== Written exercise a ==
Count the lines of the listing below that contain the string "tree", treating uppercase and lowercase as different. Reply with the number alone.

== Reading text ==
____
Summary: | The Digital Library Research Laboratory (DLRL) has collected over 1.5 billion tweets
for the Integrated Digital Event Archiving and Library (IDEAL) and Global Event
Trend Archive Research (GETAR) projects. Researchers across varying disciplines
have an interest in leveraging DLRL's collections of tweets for their own analyses.
However, due to the steep learning curve involved with the required tools (Spark,
Scala, HBase, etc.), simply converting the Twitter data into a workable format can
be a cumbersome task in itself. This prompted the effort to build a framework that
will help in developing code to analyze the Twitter data, run on arbitrary tweet
collections, and enable developers to leverage projects designed with this general
use in mind. The intent of this thesis work is to create an extensible framework of
tools and data structures to represent Twitter data at a higher level and eliminate the
need to work with raw text, so as to make the development of new analytics tools
faster, easier, and more efficient.
To represent this data, several data structures were designed to operate on top of
the Hadoop and Spark libraries of tools. The first set of data structures is an abstract
representation of a tweet at a basic level, as well as several concrete implementations
which represent varying levels of detail to correspond with common sources
of tweet data. The second major data structure is a collection structure designed to
represent collections of tweet data structures and provide ways to filter, clean, and
process the collections. All of these data structures went through an iterative design
process based on the needs of the developers.
The effectiveness of this effort was demonstrated in four distinct case studies. In
the first case study, the framework was used to build a new tool that selects Twitter
data from DLRL's archive of tweets, cleans those tweets, and performs sentiment
analysis within the topics of a collection's topic model. The second case study applies
the provided tools for the purpose of sociolinguistic studies. The third case
study explores large datasets to accumulate all possible analyses on the datasets.
The fourth case study builds metadata by expanding the shortened URLs contained
in the tweets and storing them as metadata about the collections. The framework
proved to be useful and cut development time for all four of the case studies. === Master of Science
|
____
== Records to process ==

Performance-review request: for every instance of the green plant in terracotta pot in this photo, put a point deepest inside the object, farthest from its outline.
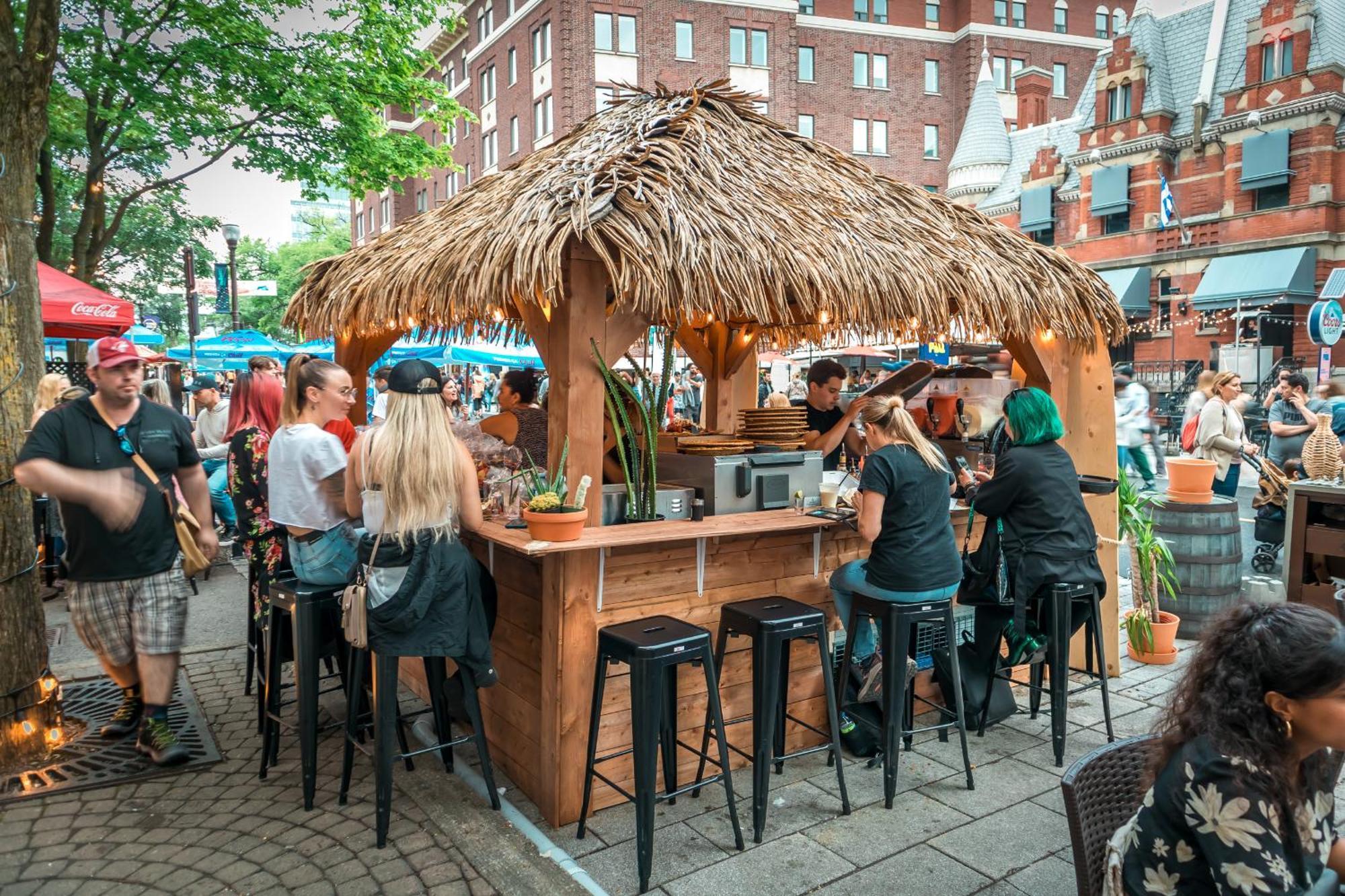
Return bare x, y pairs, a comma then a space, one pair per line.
____
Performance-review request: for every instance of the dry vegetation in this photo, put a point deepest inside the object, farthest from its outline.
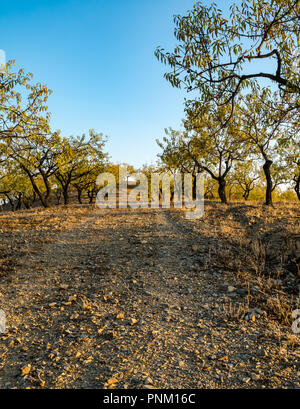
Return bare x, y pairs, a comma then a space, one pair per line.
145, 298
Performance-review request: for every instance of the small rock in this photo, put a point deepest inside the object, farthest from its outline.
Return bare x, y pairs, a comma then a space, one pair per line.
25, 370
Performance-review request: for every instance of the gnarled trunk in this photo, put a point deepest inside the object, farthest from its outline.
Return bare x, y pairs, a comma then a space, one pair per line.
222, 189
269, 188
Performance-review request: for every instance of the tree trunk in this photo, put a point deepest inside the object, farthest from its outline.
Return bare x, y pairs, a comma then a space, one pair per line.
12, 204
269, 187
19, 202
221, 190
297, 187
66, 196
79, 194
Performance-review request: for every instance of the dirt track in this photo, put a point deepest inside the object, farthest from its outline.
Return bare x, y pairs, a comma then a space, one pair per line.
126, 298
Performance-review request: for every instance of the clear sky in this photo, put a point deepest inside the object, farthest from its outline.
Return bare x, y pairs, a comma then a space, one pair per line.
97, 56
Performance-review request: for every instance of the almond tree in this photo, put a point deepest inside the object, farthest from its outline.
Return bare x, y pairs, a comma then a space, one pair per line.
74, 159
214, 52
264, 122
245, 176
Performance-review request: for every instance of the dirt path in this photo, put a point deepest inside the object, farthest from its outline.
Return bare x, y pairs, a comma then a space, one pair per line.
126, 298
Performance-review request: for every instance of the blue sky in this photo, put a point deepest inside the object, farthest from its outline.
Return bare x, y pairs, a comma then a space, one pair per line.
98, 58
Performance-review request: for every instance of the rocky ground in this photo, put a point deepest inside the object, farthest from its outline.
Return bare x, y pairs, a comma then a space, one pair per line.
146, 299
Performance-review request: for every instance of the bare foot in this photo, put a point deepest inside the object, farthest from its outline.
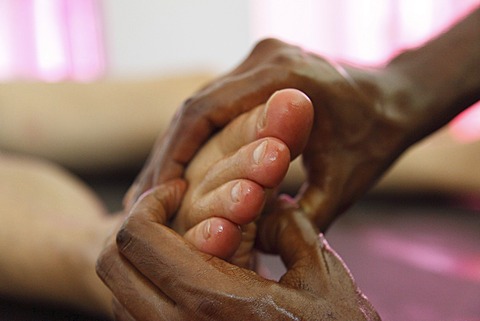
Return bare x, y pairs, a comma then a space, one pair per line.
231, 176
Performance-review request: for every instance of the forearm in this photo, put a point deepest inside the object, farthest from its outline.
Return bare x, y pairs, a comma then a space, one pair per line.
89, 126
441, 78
____
== Written exercise b ==
In the thesis summary above, what does the fourth case study do?

== Exercise answer a ==
2

== Exercise answer b ==
It builds metadata by expanding the shortened URLs contained in the tweets and storing them as metadata about the collections.